■ **ASSIGNMENT**: The entries below must be restated word for word.

■ **DATA SECTION**:
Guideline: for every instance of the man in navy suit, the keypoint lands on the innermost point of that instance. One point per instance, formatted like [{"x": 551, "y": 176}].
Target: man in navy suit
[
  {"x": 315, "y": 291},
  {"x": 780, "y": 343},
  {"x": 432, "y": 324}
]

■ **SOLUTION**:
Guideline: for every instance of the man in navy suit, the keypoint lands on the innermost point of that instance. One point per instance, formatted like [{"x": 551, "y": 176}].
Target: man in navy suit
[
  {"x": 315, "y": 291},
  {"x": 780, "y": 343},
  {"x": 432, "y": 324}
]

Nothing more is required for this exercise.